WHAT THE EXERCISE ASKS: Return only the count of lines in the listing below where the word "water" appears.

Segment Start: DATA LISTING

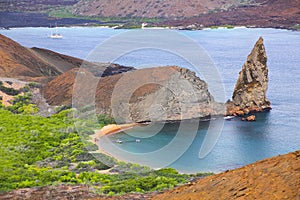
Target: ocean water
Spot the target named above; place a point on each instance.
(239, 143)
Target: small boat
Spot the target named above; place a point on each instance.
(119, 141)
(55, 35)
(228, 117)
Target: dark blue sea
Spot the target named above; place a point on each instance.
(239, 143)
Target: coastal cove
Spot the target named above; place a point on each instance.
(240, 143)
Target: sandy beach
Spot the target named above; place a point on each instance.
(109, 130)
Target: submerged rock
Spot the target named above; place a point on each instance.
(251, 87)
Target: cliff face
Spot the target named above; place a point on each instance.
(29, 64)
(152, 94)
(159, 94)
(252, 84)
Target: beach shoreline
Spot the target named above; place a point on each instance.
(109, 130)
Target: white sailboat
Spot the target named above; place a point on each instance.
(55, 35)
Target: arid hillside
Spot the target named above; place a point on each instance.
(153, 8)
(24, 63)
(273, 178)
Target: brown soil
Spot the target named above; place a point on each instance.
(272, 178)
(23, 63)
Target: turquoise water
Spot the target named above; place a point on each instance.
(240, 143)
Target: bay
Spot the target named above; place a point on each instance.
(240, 143)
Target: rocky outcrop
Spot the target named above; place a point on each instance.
(152, 94)
(272, 178)
(161, 94)
(251, 87)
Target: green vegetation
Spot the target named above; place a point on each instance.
(8, 90)
(39, 151)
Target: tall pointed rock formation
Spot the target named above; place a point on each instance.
(252, 84)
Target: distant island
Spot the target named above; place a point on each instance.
(46, 156)
(189, 15)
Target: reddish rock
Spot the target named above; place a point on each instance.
(272, 178)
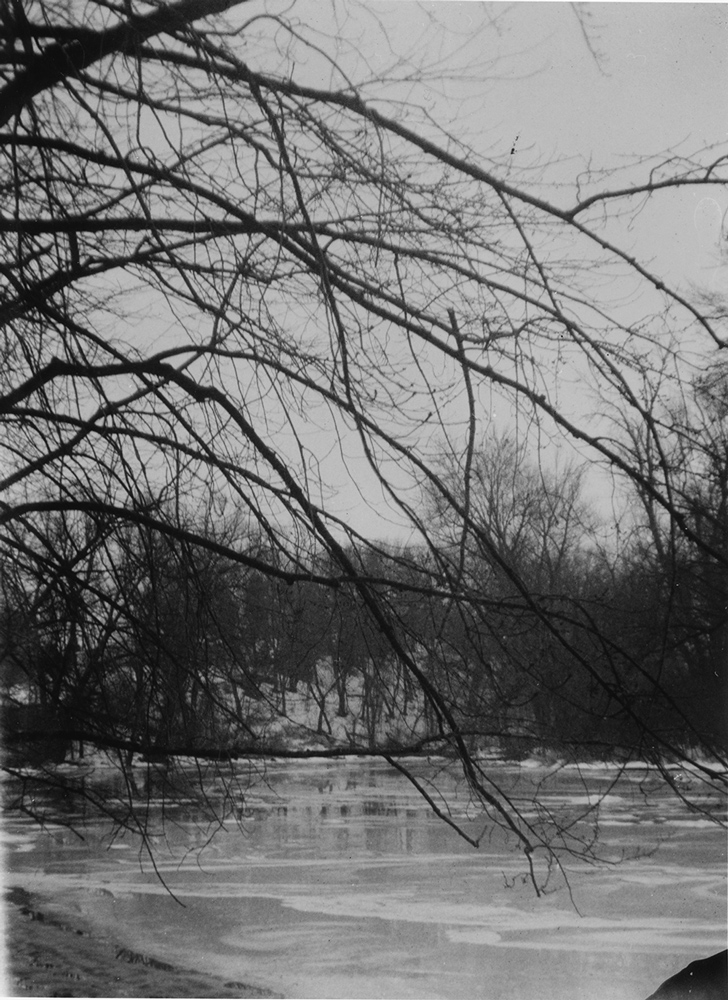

Segment End: DATA LISTING

RESPONSE TO THE EXERCISE: 2